What you need to do:
Render only the lines of the listing from the one containing "Can you confirm whether any balcony exists" down to the one containing "xmin=370 ymin=210 xmax=461 ymax=242", both included, as a Markdown table with columns Row and Line. Number each row and leave out blank lines.

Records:
◆ ◆ ◆ ◆

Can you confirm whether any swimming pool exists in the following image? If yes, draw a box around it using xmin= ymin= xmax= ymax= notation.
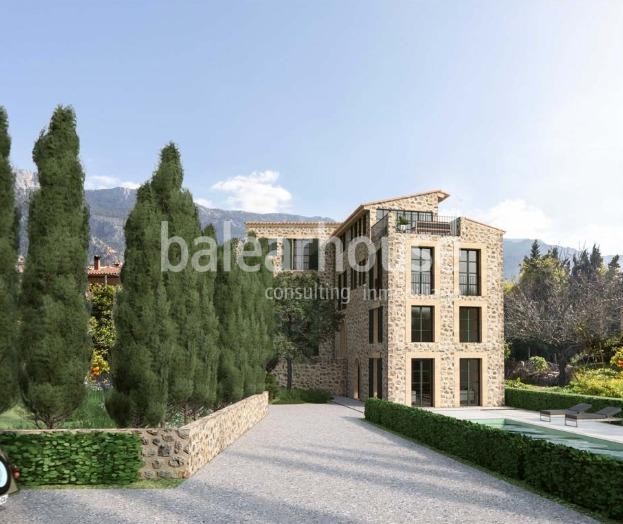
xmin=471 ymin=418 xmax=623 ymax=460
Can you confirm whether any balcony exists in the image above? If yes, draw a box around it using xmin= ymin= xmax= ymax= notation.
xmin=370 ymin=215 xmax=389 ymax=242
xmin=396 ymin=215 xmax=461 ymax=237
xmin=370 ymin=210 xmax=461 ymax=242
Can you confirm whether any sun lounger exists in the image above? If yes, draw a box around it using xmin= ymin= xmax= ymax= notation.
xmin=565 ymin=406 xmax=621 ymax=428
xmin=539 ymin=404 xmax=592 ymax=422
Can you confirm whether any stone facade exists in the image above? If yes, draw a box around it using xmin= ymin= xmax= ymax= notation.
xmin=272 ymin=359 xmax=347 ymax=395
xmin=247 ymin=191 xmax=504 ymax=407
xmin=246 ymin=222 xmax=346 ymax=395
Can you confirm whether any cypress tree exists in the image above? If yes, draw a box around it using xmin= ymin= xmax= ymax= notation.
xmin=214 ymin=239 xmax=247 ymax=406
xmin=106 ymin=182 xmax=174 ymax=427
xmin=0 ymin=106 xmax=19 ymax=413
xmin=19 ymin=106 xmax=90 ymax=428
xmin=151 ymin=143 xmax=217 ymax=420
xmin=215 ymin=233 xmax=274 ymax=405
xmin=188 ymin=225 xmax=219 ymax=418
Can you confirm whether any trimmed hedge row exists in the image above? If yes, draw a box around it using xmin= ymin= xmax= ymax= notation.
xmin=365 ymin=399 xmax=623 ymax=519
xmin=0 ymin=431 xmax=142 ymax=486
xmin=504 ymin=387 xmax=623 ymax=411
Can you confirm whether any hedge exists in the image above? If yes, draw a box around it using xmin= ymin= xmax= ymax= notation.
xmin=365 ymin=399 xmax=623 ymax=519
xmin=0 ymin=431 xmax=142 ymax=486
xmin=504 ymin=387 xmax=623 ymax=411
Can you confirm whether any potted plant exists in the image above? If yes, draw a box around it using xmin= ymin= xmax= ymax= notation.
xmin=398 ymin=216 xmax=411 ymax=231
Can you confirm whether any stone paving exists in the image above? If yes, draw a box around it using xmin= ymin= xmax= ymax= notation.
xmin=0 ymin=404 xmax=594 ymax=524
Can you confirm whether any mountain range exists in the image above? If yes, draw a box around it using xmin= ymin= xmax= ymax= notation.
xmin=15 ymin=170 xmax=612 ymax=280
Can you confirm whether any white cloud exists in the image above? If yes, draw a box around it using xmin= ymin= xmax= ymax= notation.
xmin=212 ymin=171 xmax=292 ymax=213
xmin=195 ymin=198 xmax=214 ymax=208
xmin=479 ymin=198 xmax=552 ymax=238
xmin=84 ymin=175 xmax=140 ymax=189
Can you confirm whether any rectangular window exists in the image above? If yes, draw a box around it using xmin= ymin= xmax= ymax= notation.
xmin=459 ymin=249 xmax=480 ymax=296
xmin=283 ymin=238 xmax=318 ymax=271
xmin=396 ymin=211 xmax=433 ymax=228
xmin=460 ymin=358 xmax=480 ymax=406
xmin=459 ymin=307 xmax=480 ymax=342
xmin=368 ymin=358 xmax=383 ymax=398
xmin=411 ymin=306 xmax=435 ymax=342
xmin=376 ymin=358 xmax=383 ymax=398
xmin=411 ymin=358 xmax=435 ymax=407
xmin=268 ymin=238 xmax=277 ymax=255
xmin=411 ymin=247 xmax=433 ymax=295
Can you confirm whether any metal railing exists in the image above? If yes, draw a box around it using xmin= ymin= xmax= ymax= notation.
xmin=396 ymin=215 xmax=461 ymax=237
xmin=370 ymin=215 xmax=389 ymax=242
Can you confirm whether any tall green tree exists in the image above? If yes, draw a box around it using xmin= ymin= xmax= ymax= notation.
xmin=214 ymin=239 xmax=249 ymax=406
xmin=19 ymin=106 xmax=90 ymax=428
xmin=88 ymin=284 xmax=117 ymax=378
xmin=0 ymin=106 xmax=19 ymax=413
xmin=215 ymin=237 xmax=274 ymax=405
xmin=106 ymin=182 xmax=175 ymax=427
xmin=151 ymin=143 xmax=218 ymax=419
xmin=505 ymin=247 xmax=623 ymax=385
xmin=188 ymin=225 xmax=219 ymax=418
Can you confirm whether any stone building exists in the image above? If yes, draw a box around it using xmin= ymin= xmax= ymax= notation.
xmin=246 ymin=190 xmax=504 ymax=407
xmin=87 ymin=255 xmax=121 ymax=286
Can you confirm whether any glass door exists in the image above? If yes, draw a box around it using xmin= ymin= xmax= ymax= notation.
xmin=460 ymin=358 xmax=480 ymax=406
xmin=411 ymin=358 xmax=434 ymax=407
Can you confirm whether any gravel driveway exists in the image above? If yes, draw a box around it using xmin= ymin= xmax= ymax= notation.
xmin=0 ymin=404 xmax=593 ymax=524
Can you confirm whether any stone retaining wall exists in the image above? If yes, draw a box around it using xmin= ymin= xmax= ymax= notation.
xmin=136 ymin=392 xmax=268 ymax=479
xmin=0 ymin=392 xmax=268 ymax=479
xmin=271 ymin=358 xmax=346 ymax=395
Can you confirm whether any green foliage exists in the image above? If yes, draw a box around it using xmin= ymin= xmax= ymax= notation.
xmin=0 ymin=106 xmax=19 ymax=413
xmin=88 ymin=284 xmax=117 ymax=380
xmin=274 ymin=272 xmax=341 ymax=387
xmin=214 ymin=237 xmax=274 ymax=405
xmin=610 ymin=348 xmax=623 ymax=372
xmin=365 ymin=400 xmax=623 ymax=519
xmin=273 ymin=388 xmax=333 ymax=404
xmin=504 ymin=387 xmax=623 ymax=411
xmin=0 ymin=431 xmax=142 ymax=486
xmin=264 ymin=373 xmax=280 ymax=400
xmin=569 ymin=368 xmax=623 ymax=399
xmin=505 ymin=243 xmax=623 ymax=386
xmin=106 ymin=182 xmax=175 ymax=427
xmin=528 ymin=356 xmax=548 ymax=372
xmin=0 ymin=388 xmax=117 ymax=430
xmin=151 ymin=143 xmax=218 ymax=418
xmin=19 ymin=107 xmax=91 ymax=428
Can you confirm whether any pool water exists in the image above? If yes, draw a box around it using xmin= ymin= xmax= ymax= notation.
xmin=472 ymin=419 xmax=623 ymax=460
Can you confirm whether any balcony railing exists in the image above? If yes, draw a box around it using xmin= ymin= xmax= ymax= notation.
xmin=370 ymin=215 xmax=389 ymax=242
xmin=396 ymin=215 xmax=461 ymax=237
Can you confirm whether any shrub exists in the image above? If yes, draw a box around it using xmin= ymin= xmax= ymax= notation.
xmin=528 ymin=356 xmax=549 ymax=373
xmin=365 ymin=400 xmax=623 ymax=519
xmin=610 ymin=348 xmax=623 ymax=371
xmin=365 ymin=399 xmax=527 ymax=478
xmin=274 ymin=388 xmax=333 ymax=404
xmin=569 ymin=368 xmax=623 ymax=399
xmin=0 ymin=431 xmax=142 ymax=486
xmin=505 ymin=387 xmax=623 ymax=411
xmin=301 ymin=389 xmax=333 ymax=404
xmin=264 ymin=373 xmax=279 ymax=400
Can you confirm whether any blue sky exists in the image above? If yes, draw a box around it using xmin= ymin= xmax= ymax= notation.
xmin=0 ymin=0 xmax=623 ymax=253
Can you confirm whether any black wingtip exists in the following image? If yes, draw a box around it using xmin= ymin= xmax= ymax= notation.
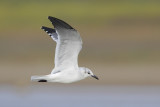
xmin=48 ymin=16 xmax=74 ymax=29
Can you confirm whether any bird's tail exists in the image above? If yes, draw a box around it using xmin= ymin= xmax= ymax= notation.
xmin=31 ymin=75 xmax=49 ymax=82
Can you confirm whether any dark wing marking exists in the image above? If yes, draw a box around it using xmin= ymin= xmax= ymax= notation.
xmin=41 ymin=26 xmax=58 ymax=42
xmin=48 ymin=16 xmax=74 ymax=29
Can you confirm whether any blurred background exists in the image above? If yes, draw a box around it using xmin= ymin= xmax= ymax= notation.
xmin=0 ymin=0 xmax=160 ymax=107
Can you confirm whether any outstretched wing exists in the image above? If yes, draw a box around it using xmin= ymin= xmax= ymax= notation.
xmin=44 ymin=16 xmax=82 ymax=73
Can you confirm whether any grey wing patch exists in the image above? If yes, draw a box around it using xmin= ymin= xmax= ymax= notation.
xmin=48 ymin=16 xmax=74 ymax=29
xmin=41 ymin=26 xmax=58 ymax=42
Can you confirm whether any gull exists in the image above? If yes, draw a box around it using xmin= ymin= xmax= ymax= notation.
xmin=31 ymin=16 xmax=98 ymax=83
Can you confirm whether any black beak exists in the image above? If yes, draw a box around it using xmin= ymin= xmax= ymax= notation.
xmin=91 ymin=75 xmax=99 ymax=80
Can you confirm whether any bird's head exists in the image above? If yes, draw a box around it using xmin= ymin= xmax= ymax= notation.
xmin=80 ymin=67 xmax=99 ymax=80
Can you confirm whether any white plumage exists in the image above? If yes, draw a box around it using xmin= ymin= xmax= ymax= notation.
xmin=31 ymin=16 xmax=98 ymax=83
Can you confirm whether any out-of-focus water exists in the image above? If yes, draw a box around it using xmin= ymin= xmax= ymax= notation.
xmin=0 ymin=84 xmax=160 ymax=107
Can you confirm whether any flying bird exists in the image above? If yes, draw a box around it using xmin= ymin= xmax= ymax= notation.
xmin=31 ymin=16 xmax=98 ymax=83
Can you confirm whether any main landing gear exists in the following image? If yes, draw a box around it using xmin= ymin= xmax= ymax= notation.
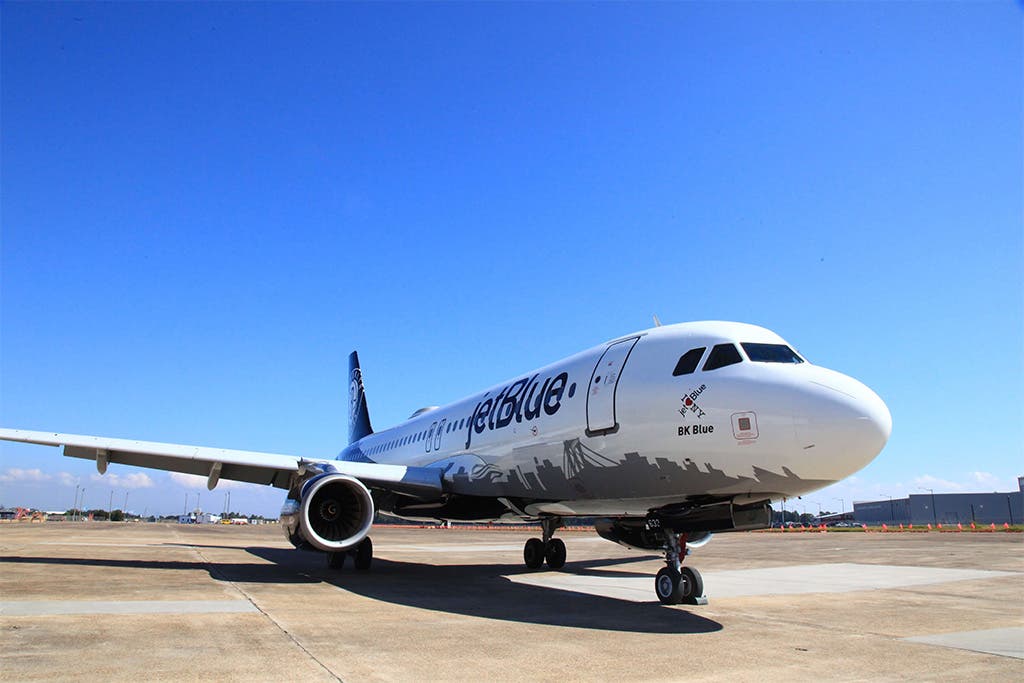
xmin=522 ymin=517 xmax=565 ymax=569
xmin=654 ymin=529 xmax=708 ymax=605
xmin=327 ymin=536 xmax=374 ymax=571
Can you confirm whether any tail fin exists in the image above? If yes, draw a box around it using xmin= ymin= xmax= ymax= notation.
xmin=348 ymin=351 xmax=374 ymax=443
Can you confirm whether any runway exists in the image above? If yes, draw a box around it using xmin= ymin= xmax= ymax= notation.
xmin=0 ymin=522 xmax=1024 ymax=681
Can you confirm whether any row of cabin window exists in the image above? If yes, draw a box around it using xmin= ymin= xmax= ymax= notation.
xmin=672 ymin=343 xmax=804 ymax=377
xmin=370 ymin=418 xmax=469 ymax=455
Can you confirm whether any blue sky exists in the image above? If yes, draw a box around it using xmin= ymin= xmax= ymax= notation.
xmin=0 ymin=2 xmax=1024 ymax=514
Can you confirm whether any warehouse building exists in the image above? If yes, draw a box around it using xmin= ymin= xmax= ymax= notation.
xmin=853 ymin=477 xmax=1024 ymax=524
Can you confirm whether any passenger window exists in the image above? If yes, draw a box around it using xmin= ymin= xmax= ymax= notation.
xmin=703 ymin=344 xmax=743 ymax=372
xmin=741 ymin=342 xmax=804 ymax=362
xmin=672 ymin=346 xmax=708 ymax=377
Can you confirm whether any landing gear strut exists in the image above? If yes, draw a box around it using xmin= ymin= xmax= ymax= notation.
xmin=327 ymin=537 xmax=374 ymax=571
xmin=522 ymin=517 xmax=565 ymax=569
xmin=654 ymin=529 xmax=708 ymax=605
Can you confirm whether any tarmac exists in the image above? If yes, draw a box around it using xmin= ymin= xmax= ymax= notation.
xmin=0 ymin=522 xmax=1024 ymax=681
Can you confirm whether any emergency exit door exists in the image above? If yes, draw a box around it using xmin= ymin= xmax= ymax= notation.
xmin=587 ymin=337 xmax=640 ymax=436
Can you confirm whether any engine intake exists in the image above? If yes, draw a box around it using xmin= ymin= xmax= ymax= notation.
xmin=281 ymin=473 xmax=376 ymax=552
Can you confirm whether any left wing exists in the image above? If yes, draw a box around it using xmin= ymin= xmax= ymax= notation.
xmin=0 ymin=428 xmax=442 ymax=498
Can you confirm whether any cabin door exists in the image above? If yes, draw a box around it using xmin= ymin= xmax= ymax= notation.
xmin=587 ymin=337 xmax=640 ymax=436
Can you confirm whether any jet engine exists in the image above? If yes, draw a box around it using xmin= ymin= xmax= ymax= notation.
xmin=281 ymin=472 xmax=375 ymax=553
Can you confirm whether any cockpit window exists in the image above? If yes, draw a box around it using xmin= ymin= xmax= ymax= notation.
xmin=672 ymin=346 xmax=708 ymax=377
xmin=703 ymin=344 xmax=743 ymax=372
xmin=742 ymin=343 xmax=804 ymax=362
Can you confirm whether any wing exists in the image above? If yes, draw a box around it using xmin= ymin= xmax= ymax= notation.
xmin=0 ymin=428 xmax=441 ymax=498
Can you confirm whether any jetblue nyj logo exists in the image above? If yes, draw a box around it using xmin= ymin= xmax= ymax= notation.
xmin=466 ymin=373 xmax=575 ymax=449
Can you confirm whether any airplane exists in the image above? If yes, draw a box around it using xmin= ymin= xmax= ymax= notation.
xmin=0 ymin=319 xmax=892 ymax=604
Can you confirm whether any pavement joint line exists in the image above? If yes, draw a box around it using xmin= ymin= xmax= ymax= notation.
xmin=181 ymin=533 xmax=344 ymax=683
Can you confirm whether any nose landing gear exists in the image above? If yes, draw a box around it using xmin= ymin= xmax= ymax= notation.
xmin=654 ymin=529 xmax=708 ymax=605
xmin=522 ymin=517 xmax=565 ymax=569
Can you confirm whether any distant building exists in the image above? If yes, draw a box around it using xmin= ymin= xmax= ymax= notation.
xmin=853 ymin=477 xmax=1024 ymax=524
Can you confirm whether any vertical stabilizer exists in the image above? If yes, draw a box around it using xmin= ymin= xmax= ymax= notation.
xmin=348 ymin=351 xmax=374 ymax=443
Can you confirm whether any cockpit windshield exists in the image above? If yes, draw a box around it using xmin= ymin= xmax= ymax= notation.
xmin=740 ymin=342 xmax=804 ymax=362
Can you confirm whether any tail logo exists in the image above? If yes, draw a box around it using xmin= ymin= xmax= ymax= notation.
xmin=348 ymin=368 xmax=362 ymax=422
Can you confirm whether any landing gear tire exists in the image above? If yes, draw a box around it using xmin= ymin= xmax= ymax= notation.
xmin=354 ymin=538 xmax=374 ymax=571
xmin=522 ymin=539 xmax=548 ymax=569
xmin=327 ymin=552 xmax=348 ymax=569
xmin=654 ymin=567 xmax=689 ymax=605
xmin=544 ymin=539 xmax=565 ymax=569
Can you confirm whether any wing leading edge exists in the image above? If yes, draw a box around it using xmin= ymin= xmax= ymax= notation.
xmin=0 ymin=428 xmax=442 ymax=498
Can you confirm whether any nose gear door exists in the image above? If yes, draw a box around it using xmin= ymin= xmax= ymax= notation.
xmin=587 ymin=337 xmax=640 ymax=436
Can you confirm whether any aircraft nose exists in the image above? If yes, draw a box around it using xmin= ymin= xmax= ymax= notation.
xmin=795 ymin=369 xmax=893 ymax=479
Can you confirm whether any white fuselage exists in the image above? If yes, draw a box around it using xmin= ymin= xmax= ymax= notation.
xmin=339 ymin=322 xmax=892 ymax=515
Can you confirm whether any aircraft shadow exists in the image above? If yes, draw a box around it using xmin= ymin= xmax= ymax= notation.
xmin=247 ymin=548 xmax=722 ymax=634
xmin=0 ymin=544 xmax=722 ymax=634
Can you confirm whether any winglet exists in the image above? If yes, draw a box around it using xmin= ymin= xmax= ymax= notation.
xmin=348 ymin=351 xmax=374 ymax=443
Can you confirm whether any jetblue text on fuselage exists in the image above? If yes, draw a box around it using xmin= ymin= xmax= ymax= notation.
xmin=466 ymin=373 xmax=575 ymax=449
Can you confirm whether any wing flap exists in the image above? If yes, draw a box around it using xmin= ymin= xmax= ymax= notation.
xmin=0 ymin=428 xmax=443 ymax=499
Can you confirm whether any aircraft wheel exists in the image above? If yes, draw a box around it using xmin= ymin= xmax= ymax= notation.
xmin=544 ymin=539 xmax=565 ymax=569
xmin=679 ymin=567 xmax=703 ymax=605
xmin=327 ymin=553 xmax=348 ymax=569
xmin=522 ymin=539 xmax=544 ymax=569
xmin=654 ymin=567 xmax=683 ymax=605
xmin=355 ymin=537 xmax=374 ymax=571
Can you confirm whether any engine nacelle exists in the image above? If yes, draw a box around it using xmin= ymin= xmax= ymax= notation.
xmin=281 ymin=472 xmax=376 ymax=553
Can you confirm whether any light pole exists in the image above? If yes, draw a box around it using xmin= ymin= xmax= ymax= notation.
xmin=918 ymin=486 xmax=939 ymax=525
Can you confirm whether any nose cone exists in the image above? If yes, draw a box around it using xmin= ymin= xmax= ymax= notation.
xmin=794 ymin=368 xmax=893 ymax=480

◆ ◆ ◆ ◆

Completed task:
| Row | Line |
|---|---|
| 1 | Can you confirm whether any balcony exists in the image above? If yes, draw a box around it using xmin= ymin= xmax= ymax= notation. |
| 2 | xmin=370 ymin=215 xmax=389 ymax=242 |
| 3 | xmin=396 ymin=215 xmax=461 ymax=237 |
| 4 | xmin=370 ymin=210 xmax=461 ymax=242 |